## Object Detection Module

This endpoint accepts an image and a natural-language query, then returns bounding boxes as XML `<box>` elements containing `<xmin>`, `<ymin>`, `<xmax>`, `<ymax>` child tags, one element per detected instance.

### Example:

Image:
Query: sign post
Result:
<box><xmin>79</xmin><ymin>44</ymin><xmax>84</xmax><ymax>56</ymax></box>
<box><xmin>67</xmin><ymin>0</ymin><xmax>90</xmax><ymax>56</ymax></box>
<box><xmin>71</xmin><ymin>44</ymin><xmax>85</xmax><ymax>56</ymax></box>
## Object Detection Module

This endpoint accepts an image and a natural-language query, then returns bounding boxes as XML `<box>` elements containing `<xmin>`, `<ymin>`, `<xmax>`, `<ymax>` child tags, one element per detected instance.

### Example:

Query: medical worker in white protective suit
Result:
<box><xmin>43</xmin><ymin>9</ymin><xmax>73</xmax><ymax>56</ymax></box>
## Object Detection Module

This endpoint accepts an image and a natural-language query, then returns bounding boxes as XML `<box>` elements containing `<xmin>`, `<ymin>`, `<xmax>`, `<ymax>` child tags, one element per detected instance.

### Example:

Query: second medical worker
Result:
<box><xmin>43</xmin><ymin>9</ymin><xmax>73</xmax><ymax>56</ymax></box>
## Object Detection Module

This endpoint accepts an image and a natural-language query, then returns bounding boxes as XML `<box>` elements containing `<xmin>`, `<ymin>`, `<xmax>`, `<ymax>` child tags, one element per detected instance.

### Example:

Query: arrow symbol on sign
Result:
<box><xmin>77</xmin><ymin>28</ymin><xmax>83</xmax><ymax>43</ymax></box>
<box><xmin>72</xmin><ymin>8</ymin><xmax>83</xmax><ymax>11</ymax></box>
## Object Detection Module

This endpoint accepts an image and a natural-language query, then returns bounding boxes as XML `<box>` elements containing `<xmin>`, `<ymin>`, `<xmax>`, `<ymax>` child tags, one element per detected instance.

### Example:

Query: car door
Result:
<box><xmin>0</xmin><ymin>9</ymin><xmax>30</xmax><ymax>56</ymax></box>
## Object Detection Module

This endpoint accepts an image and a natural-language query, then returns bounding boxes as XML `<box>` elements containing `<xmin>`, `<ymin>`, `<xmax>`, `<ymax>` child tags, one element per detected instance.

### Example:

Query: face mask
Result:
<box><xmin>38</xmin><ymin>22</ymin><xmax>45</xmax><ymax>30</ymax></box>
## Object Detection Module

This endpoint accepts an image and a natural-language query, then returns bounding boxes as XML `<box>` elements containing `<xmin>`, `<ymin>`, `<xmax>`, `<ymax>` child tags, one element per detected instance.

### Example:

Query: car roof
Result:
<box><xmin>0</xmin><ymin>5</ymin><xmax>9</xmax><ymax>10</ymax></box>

━━━━━━━━━━━━━━━━

**TASK STATEMENT**
Among the records, find all lines that include the string "sign" and return them.

**EXERCISE ANSWER**
Query: sign post
Query: arrow symbol on sign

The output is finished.